Collected data entries
────────────────────

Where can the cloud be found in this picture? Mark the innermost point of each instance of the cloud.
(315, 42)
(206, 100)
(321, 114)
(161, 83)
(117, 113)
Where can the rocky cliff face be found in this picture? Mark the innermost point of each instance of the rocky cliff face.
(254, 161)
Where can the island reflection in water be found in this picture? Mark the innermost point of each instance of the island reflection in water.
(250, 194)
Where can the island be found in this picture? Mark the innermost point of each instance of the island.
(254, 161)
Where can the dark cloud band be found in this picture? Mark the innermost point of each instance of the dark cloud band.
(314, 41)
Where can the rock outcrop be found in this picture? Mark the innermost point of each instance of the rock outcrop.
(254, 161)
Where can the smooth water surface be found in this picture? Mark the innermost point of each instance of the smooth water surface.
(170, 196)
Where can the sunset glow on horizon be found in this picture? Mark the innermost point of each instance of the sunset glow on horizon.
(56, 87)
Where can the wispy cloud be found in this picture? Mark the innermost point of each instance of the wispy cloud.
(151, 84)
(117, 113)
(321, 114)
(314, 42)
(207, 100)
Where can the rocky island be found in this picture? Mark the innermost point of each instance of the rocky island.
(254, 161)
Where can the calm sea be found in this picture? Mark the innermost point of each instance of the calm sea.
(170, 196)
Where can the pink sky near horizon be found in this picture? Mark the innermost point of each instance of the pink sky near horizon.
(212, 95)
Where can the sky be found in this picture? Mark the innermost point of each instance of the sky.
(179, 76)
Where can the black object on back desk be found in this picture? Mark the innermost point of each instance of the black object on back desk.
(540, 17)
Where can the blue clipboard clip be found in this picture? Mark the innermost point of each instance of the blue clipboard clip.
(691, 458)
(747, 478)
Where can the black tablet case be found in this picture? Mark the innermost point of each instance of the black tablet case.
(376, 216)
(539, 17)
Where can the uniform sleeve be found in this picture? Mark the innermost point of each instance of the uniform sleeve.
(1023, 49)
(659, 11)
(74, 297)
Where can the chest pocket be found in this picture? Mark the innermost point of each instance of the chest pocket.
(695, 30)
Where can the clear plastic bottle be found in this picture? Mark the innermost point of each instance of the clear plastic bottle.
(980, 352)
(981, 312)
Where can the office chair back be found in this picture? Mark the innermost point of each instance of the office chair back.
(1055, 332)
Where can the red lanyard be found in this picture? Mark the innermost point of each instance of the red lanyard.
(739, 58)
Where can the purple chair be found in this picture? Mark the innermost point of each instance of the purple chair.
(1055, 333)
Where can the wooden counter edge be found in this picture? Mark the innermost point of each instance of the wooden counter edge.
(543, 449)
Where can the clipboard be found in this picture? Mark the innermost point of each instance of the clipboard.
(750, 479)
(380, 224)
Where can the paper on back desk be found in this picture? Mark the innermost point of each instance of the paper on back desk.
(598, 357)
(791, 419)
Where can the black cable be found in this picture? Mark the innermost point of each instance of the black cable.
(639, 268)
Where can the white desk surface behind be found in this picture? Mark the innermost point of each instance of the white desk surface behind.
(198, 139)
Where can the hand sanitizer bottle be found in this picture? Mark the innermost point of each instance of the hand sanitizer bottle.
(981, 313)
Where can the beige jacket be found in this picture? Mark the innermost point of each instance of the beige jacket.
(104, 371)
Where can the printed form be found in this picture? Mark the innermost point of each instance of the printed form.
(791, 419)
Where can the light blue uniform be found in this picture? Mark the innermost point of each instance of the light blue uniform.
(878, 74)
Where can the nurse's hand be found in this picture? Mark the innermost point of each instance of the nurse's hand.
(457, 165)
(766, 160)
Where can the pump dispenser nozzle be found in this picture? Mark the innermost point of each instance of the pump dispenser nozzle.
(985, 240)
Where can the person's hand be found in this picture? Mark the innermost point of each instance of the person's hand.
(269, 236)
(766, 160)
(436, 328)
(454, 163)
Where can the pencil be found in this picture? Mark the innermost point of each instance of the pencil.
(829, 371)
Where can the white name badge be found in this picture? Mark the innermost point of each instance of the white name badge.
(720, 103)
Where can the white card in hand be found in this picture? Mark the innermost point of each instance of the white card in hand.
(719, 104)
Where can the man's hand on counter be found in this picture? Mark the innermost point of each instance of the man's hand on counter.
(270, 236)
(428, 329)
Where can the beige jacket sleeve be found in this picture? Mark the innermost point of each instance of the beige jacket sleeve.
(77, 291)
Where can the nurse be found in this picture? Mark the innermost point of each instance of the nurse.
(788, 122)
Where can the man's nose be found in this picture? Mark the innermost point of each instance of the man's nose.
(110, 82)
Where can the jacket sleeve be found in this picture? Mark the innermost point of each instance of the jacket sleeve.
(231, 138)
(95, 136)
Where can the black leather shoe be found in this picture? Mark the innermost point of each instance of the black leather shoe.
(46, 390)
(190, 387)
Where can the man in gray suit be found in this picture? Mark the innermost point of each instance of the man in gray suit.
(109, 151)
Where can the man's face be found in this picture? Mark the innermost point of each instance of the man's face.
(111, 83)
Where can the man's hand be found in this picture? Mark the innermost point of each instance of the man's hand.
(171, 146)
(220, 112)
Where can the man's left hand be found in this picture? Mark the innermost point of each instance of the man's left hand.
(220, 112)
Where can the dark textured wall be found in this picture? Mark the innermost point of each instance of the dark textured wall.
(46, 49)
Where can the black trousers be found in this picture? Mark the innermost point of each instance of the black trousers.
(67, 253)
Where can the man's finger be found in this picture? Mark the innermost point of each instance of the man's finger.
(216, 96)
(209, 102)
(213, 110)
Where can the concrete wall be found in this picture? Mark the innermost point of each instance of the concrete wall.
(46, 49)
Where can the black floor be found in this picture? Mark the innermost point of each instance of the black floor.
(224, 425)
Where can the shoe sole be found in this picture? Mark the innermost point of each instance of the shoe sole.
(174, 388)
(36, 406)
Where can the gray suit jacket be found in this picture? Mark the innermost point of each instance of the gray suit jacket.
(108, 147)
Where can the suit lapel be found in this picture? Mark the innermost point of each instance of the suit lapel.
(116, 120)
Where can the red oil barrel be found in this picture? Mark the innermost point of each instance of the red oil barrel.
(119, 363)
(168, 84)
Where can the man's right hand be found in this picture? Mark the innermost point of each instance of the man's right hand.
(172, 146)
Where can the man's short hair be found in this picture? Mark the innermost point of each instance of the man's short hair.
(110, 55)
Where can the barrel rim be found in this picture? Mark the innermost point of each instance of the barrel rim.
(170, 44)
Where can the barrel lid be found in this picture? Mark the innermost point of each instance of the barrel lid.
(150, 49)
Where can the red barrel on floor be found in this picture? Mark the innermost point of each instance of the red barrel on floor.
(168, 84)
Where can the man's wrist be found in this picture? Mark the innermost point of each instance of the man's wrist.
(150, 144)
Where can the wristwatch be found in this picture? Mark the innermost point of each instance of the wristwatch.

────────────────────

* [Exercise directions] Exact copies of all the entries above are to be printed.

* [Worked solution]
Where can the cloud be found in this picture? Mark the innermost point of each instance of the cloud.
(315, 42)
(206, 100)
(321, 114)
(161, 83)
(117, 113)
Where can the rocky cliff face be found in this picture? Mark the innermost point of each instance of the rocky cliff face.
(254, 161)
Where can the island reflection in water be found in this picture? Mark the innermost point of each instance of the island reflection in water.
(250, 194)
Where can the island be found in this picture? Mark the innermost point of each instance of the island.
(254, 161)
Where can the dark cloud band be found in this picture? Mark the innermost point of each instance of the dark cloud band.
(314, 41)
Where can the rock outcrop be found in this picture? Mark the innermost point of each instance of the rock outcrop.
(254, 161)
Where can the smooth water surface be found in this picture? Mark the innermost point of each instance of the smooth water surface.
(170, 196)
Where can the sunset glow on horizon be found in this picture? Mark the innermost point of each instance of the sunset glow on horizon.
(56, 87)
Where can the wispy cloud be found in this picture? Mark the innermost point of each instance of the wispy cloud.
(151, 84)
(117, 113)
(321, 114)
(314, 42)
(207, 100)
Where can the rocky island be found in this picture? Mark the innermost point of each instance of the rocky island.
(254, 161)
Where can the calm sea be found in this picture? Mark the innermost point of each instance of the calm sea.
(170, 196)
Where can the pink sky near horizon be found in this picture? Mark the innermost point of each instance of the pink sky near horizon.
(212, 95)
Where can the sky be found in this picture? Mark the innermost point of each instance of the sky.
(179, 76)
Where can the black object on back desk be found in this picture? Mark the innermost point of each instance of the black object on back desk.
(540, 17)
Where can the blue clipboard clip be found in this picture? Mark the innermost point of each instance of the blue clipboard clip.
(691, 458)
(747, 478)
Where can the black tablet case be found in this picture? Mark the innermost point of each instance of the black tablet case.
(376, 216)
(539, 17)
Where can the uniform sleeve be found in this picture? Mark the innermost point of each instance of the uniform sleeve.
(1023, 49)
(659, 11)
(74, 297)
Where can the chest pocket be found in this picture? Mark the innermost point of each instance of the chest pocket.
(695, 30)
Where can the clear plastic bottle be found in this picture? Mark the innermost point of each instance of the clear plastic bottle.
(980, 352)
(981, 312)
Where can the office chair back be found in this picture? Mark the innermost point of each instance of the office chair back.
(1055, 332)
Where can the red lanyard be found in this picture? Mark the innermost point of each instance of the red lanyard.
(739, 58)
Where can the purple chair be found in this picture? Mark the innermost point of each instance of the purple chair.
(1055, 333)
Where can the wooden counter edge be found in this picture? Mark the innermost point of each instance of the wooden counter edge.
(543, 449)
Where can the clipboard be found in this picture? Mark the innermost point of each instance of the clipboard.
(750, 479)
(380, 224)
Where can the paper on back desk be found in this picture? Mark the innermost point of each instance of the paper on back desk.
(598, 357)
(791, 419)
Where can the black cable be found in this picture? Mark the innermost point of each instance of the black cable.
(639, 268)
Where can the white desk surface behind be found in this picture? Mark the innermost point of each instance of the white desk surface behind.
(198, 139)
Where can the hand sanitizer bottle be found in this picture? Mark the innermost point of each instance of the hand sanitizer bottle.
(981, 313)
Where can the beige jacket be found in this picture? Mark the innermost point of each instance of the beige jacket.
(104, 371)
Where can the printed form be found in this picture? Mark the innermost point of each instance of the printed form.
(791, 419)
Where can the light blue uniform be found in this picture? Mark the innermost point of each instance of the light blue uniform.
(878, 74)
Where can the nurse's hand be found in this picture? Mark the innermost point of each instance of the nurse's hand.
(457, 165)
(766, 160)
Where can the pump dispenser nozzle be found in this picture? Mark the innermost point of each instance of the pump dispenser nozzle.
(985, 240)
Where can the person's hand be found in this picture? Mark the innermost point of each instance of the person's hand.
(269, 236)
(766, 160)
(436, 328)
(454, 163)
Where can the pencil be found in this picture? Mark the innermost point of each instance of the pencil.
(829, 371)
Where can the white name badge be found in this picture? Mark the innermost point of each instance of the white name badge.
(720, 103)
Where can the white card in hand be found in this picture? Mark the innermost point of each instance of the white card in hand.
(719, 104)
Where can the man's hand on counter be found in this picture? Mark the innermost point of each instance of the man's hand on counter.
(270, 236)
(428, 329)
Where can the beige jacket sleeve be found in this picture? Mark the innermost point of each instance of the beige jacket sleeve.
(77, 291)
Where can the nurse be found in this picture? Mark the innermost point of each instance of the nurse.
(788, 122)
Where can the man's nose be found in this picture? Mark the innermost point of each instance of the man's nose.
(110, 82)
Where can the jacket sleeve be found in this picture? Mark the innermost point of each instance of the jacket sleeve.
(231, 138)
(95, 136)
Where can the black leather shoe be found in this picture? Mark the innermost point of each instance of the black leather shoe.
(46, 390)
(190, 387)
Where can the man in gray suit be found in this picture? Mark the innermost point of each instance of the man in gray suit.
(109, 151)
Where can the man's face be found in this picture? Mark the innermost point of each instance of the man's face.
(111, 83)
Where can the man's hand be found in this picture? Mark the innermost point of each instance of the man's hand.
(171, 146)
(220, 112)
Where can the man's left hand be found in this picture? Mark the innermost point of each instance of the man's left hand.
(220, 112)
Where can the dark textured wall be found in this picture? Mark the innermost point of each instance of the dark textured wall.
(46, 49)
Where can the black trousers be found in this picture? Mark the innermost point of each instance of the black trousers.
(67, 253)
Where can the man's finger be found in this picture? Mark the innermost point of each instance of the man's finger.
(216, 96)
(209, 102)
(213, 110)
Where can the concrete wall be found in this picture? Mark the innermost point of each instance of the concrete wall.
(46, 49)
Where can the black floor be found in this picture? Mark the innermost point of each instance of the black floor.
(224, 425)
Where can the shoe sole be found in this picture? Mark the innermost point of each instance of the shoe sole.
(174, 388)
(36, 406)
Where can the gray suit jacket be found in this picture? Mark the innermost point of each instance of the gray suit jacket.
(108, 147)
Where can the suit lapel be found in this picture? Mark the innermost point of each instance of the suit lapel.
(116, 120)
Where can the red oil barrel be found in this picture? Mark the innermost point of each instance of the red oil barrel.
(119, 363)
(168, 84)
Where can the man's right hand be found in this picture? Mark the innermost point of each instance of the man's right hand.
(172, 146)
Where can the man's short hair be found in this picture? Mark the innermost point of each instance of the man's short hair.
(110, 55)
Where can the barrel rim be found in this picture? Mark the innermost point of each instance of the barrel rim.
(170, 44)
Where can the barrel lid be found in this picture? Mark the innermost point of each instance of the barrel lid.
(150, 49)
Where can the red barrel on floor be found in this picture? Mark the innermost point of each instance of the red barrel on floor.
(168, 84)
Where can the man's wrist be found in this picture? Mark the innermost point of each instance of the man's wrist.
(150, 144)
Where can the wristwatch be found in this picture? Mark the innermost point of each instance of the wristwatch.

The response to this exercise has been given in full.